Voice/Vision Holocaust Survivor Oral History Archive

Henry Dorfman - August 11 & 25, 1989

Help from Poles

Is that the same people?

Yeah, where I was hidden, yeah. This is already the second generation. Some of them are the first. But the guy where we were actually hidden, he and his wife, he's not alive anymore. I'll tell you, he had--he has three girls and a boy. That girl just, you know, because, you know, fa...before my father was very much in touch with them. But I left in 1945, '44 actually, because we were liberated from the Russians. And like I say, we lived by that guy until the Russians liberated us in 1944 when they came in, in that little strip over the, over the Vistula. There was a strip by I don't know probably ten kilometers one way and five kilometers or ten--the length. We were in the middle. When they liberated us we right away went over the Vistula and then the, the bombing and the, the, and the Germans and things. But the Germans were already finished--just about finished. They were already escaping. So we went over, we went to Lublin. Lublin was the big city where--because that time there was no concentration camp people. There was all partisans underground, people hidden, you understand, on Polish papers and which I had Polish papers, you know. We all had Polish papers.

Where did you get the papers?

Papers we got from, on, from Warsaw. We bought 'em.

While you were in hiding.

Yes. My father got them. Different names, same pictures and everything.

But not through the people who were hiding you?

Nah.

No. Through the underground.

→ Supplied data
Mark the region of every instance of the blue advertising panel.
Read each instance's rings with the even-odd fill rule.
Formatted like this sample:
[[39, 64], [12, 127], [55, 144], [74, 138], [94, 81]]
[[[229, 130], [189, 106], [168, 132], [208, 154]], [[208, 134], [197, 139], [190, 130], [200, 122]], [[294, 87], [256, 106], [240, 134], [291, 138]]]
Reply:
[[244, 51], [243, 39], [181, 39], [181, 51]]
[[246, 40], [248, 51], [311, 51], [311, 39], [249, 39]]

→ Exercise brief
Continue the Henry Dorfman interview transcript from its final line.

→ Answer to the exercise
Through the underground. I was--we were getting papers from these. My father used to go out. I went with him out there, but I just didn't uh, listen. We were looking what's happening here, I didn't know so. But we used to go out and we used to get the papers from England from the underground papers. We knew about Mr. Roosevelt, about that bastard, we knew about him. That he could save, he could save hundreds of thousands of Jews and he didn't...[telephone rings] a lot of people go on living along with it, living along with it. You could, you could think--you couldn't even think, you couldn't even think about the, uh. You, you have to wind up in the hospital if you really want to think what you really have seen. I have seen mothers with little kids when we were going to the train grabbing away their little kid by ear or five or three away from their mothers and their fathers. And, and if the mother didn't want to get up she was shot right on the, right on the things, right in front of everybody. So I--what a murderers. And the world and the world was so quiet. So they, so they make money out of it. Why I didn't do it all along ??? because I think that we lived the same way, we. And even I'm seeing what's happening in the world, what's happening, what's happening in Israel. I have no faith. I wouldn't--except if the world is getting humanity or maybe. I'll tell you what happened to my daughter in Saginaw. Because she was, she, you know, she was a dancer, she was out from high school. This was--I mean eh, probably fifteen years ago, she's right now thirty-two. And she was going to Southfield High School and she went with a whole-- with a bunch of dancers you know, to perform in Saginaw. And I, and, and she come home and she cried and she didn't know what to do about it. She, she told her, her teacher. A couple girls they come up to her and says, "You're Jewish," she says, "Yes, I'm Jewish." "But you haven't got no horns." I remember like today. She was so disturbed it was unbelievable. She says, "What kind of a people are they? What are they taught, what, what is it all about? When--I normal somebody can come up to me and say I got horns? I supposed to have horns because I'm Jewish?" So I don't see that the education ???.